Thinking back...

Ken Jones

Administrator
Staff member
#1
From the autobiography I am writing for my children/grandchildren —

<*}}}}}}}}}>< Fishing — By ‘75, things seemed to be running smoothly at work and I felt for the first time in a long time that I actually had some time for myself. One thing I had missed was fishing. With the moves, changes in job, young children, and long hours, I had only gone fishing eight times between 1970 and 1974; two years, ’72 and ’73, had seen no trips.

It was a little strange given that we lived in Pinole and its location on San Pablo Bay, which connects to San Francisco Bay. The local area offered up several nearby fishing spots (from Vallejo to Rodeo to Richmond to Oakland) that I would soon begin to visit.

The year would see my return to fishing. As always, trips to piers led the numbers. I began to make regular trips to local Bay Area piers, but the year would also see trips to piers in southern California, central California, and two far more distant spots in Washington and British Columbia.

Surprisingly, I would also make several trips out on Sportfishing boats (even though every trip risked mal de mer—seasickness, and most trips saw me get seasick). The year would see me venture out on boats from San Diego, Sausalito, British Columbia and my favorite departure spot, Santa Cruz.

> [GIVEN DATA]
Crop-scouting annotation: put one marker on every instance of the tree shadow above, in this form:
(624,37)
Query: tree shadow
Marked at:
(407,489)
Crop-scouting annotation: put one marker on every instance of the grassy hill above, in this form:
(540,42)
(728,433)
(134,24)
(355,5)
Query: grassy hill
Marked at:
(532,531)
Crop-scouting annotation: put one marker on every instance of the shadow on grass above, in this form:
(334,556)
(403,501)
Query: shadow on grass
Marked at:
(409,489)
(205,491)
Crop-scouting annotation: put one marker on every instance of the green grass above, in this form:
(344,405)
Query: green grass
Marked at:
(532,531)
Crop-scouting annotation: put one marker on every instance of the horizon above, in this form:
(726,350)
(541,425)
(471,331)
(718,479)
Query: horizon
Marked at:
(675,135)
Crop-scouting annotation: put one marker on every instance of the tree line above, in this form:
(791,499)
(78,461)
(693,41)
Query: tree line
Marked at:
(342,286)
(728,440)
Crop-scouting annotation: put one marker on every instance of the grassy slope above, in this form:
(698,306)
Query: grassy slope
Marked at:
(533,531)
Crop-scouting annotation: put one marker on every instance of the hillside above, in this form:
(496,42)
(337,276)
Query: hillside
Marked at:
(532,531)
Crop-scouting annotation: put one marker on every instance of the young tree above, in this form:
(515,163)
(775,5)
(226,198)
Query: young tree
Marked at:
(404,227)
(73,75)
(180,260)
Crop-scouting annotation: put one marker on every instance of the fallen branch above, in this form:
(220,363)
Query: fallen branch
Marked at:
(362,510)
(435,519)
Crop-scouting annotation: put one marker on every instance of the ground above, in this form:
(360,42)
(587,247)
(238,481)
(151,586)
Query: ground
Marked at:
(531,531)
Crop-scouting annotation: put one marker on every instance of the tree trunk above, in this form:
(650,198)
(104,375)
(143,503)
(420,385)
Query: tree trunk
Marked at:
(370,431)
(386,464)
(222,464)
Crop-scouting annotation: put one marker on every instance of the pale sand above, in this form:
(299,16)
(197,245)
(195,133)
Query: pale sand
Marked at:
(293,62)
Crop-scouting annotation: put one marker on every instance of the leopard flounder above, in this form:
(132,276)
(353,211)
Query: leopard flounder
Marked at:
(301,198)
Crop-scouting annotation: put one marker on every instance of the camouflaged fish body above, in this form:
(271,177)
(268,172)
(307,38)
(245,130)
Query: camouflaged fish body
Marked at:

> [REQUIRED WORK]
**A)** From the fishing memoir, copy the passage starting at "It was a little" and ending at "spot, Santa Cruz.".
**B)** Answer these questions from the fishing memoir:
(i) How many times did the writer go fishing between 1970 and 1974?
(ii) Which two years saw no fishing trips?
(iii) What was the writer's favorite place to leave from on a boat?
**C)** List every place the fishing memoir names as a starting point for the writer's Sportfishing boat trips.

> [ANSWERS PER TASK]
**A)**
It was a little strange given that we lived in Pinole and its location on San Pablo Bay, which connects to San Francisco Bay. The local area offered up several nearby fishing spots (from Vallejo to Rodeo to Richmond to Oakland) that I would soon begin to visit.

The year would see my return to fishing. As always, trips to piers led the numbers. I began to make regular trips to local Bay Area piers, but the year would also see trips to piers in southern California, central California, and two far more distant spots in Washington and British Columbia.

Surprisingly, I would also make several trips out on Sportfishing boats (even though every trip risked mal de mer—seasickness, and most trips saw me get seasick). The year would see me venture out on boats from San Diego, Sausalito, British Columbia and my favorite departure spot, Santa Cruz.

**B)**
(i) Eight times.
(ii) '72 and '73.
(iii) Santa Cruz.

**C)** San Diego, Sausalito, British Columbia, Santa Cruz